That's not a reason to dismiss Glasswing. It's a reason to watch how this plays out closely.

Rethinking Vulnerability Management in the Age of AI

Episodic security workflows are no longer sufficient. Security maturity assessments, annual pentests, quarterly scans — they were all designed for a world where attackers needed weeks to operationalize a vulnerability. The results start aging the moment the report is filed. That world is gone. The window is now measured in minutes, which means security has to be continuous — every pull request, every container build, every dependency update. If it's not happening inline with development, it's already outdated. We've already instrumented our own CI/CD pipeline this way, integrating scanning at the PR level so vulnerabilities surface before they ever hit main.

The real problem isn't vulnerability volume — it's prioritization. Most teams are drowning in vulnerability data — thousands of CVEs, endless alerts, constant noise. That's not the problem worth solving. What you actually want is a ranked list of exploitable paths to production, prioritized by runtime reachability, architectural context, and business impact. Not raw CVSS scores. That's the conversation that belongs in your engineering all-hands, not buried in a security backlog.

☆ ☆ ☆ ☆ ☆

◆ **EXERCISE SET**:
A) List the factors by which the passage on vulnerability management says exploitable paths to production should be prioritized.
B) Reproduce part of the passage on vulnerability management, beginning at the words "That's not a" and stopping after the words "ever hit main.".

☆ ☆ ☆ ☆ ☆

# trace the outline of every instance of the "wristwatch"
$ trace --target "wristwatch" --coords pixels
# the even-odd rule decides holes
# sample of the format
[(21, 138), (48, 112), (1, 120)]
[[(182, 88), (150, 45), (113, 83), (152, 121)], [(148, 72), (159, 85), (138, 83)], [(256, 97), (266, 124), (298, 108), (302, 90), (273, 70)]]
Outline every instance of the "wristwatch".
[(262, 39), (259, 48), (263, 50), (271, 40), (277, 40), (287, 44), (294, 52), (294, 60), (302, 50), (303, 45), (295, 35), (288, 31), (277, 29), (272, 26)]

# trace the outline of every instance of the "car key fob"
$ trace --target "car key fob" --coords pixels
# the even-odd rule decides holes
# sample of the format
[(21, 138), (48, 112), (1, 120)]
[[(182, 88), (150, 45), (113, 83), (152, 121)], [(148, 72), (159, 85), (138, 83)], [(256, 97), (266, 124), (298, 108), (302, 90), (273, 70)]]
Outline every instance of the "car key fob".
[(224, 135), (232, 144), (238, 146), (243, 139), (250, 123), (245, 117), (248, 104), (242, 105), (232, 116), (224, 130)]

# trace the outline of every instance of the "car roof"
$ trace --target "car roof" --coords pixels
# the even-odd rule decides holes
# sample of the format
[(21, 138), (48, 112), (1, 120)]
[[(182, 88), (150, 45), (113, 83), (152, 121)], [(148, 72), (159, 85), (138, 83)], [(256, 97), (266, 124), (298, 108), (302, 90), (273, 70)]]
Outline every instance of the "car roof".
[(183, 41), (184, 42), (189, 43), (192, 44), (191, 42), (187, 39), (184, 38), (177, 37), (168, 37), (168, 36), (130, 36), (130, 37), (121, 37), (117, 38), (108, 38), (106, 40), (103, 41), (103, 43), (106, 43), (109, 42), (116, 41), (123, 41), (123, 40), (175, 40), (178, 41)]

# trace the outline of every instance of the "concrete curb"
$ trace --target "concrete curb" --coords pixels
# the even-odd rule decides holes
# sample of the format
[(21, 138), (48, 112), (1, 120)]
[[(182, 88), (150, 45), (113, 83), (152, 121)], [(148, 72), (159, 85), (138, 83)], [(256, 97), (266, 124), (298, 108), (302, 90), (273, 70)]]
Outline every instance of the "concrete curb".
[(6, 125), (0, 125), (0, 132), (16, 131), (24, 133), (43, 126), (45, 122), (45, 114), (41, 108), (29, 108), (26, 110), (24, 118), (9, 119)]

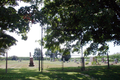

☆ ☆ ☆ ☆ ☆

◆ **SOLUTIONS TO THE EXERCISE**:
A)
- Runtime reachability
- Architectural context
- Business impact

B)
That's not a reason to dismiss Glasswing. It's a reason to watch how this plays out closely.

Rethinking Vulnerability Management in the Age of AI

Episodic security workflows are no longer sufficient. Security maturity assessments, annual pentests, quarterly scans — they were all designed for a world where attackers needed weeks to operationalize a vulnerability. The results start aging the moment the report is filed. That world is gone. The window is now measured in minutes, which means security has to be continuous — every pull request, every container build, every dependency update. If it's not happening inline with development, it's already outdated. We've already instrumented our own CI/CD pipeline this way, integrating scanning at the PR level so vulnerabilities surface before they ever hit main.